### Your assignment
When copying the data, keep every line exactly the same.

++++ Information shown

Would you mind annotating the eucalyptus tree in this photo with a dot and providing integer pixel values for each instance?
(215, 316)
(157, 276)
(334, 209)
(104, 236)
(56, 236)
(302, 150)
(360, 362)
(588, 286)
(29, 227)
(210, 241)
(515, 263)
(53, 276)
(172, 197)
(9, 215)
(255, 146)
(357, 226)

++++++++

### Problem solution
Would you mind annotating the eucalyptus tree in this photo with a dot and providing integer pixel values for each instance?
(215, 316)
(157, 276)
(334, 209)
(104, 236)
(56, 236)
(302, 150)
(360, 362)
(588, 286)
(29, 227)
(210, 241)
(515, 263)
(53, 276)
(172, 197)
(9, 215)
(255, 146)
(357, 226)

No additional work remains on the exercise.